▸ Excerto selecionado:
......
Seria fastidioso enumerar a quantidade de casos em que fugas de processos em segredo de Justiça chegaram ao meios de comunicação social. Os responsáveis por estas fugas ficam, regra geral, impunes e as investigações são arquivadas sem conclusões reforçando o clima de impunidade que tem décadas e que teve o seu primeiro grande apogeu com as fugas para os jornais do caso “Casa Pia” e, pouco depois, as que rodearam toda a investigação ao antigo Primeiro-ministro José Sócrates.

Numa auditoria realizada em 2013 (!) escrevia-se que “as repetidas ocorrências de violação de segredo de justiça colocam em causa interesses relevantes de todos os processualmente envolvidos e também o interesse público no bom andamento e êxito das
investigações criminais.
A prática reiterada de actos tidos pela lei como ilícitos criminais, sem que, por regra, seja possível a respetiva punição – desde logo pelas dificuldades de apuramento de responsabilidades – contribui para a descredibilização do sistema judiciário e é sentido pela comunidade como intolerável e incompreensível
.

O caso do momento é o do inquérito aberto pelo Ministério Público a fugas de informação no processo Influencer, depois das divulgações de transcrições de escutas a conversas telefónicas entre o ex-primeiro-ministro, António Costa, e o então ministro das Infraestruturas, João Galamba. Este é, com efeito, o “caso do momento” porque se nada de substancial ou substantivo mudar haverão muitos mais casos de fugas e julgamentos antecipados na praça pública com graves danos pessoais e colectivos para as pessoas e entidades visadas.

O problema está – obviamente – nas agendas políticas e/ou motivações financeiras de que liberta estas escutas mas, acima disso, está na inexistência de adequados sistemas de controlo que as previnam, detectem e permitam a boa conclusão de qualquer inquérito que a futuras fugas de informação de processos em segredo de Justiça. Como sempre: o verdadeiro problema não são as pessoas (haverá sempre maus oficiais de justiça, maus juízes, maus magistrados do ministério público, maus advogados, etc), mas a falta de um bom sistema que previna e permita a detecção rápida e eficiente destas fugas.

A auditoria de 2013 já indicava a via técnica como uma das vias de solução para este problema “criação e instituição de aplicações informáticas compatíveis entre os diversos OPC, o MP e e os tribunais, com níveis de acesso à informação diferenciados consoante o grau de responsabilidade de cada um na tramitação e decisão dos processos, a que as atuais, algumas de duvidosa legalidade, não respondem“.
......
▸ Registos armazenados:

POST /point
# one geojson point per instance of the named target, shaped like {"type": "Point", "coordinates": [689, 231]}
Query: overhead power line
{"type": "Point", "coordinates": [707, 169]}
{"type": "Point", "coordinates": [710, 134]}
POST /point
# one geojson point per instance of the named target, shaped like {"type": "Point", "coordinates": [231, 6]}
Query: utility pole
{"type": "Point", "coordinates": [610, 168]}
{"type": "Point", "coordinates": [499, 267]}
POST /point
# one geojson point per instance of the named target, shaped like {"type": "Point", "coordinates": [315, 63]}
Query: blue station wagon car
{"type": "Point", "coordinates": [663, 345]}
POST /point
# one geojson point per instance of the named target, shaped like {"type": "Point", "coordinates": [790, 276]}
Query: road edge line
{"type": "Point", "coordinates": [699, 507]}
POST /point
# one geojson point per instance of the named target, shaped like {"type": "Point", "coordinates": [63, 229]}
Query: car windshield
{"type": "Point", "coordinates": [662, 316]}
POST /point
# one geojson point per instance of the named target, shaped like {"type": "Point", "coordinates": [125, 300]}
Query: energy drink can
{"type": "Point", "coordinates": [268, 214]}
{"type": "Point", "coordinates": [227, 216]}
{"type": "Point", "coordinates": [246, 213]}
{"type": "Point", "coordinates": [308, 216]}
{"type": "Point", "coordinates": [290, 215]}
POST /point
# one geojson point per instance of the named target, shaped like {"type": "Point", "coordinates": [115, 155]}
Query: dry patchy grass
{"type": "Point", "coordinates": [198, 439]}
......
▸ Instrução A: Transcreva do excerto o trecho que vai de "Numa auditoria realizada" até "investigações criminais.", inclusive.
▸ Instrução B: Segundo o excerto, entre quem decorreram as conversas telefónicas cujas transcrições foram divulgadas no processo Influencer?
Este material é independente do excerto.

▸ Resposta correta A:
Numa auditoria realizada em 2013 (!) escrevia-se que “as repetidas ocorrências de violação de segredo de justiça colocam em causa interesses relevantes de todos os processualmente envolvidos e também o interesse público no bom andamento e êxito das
investigações criminais.

▸ Resposta correta B: Entre o ex-primeiro-ministro António Costa e o então ministro das Infraestruturas, João Galamba.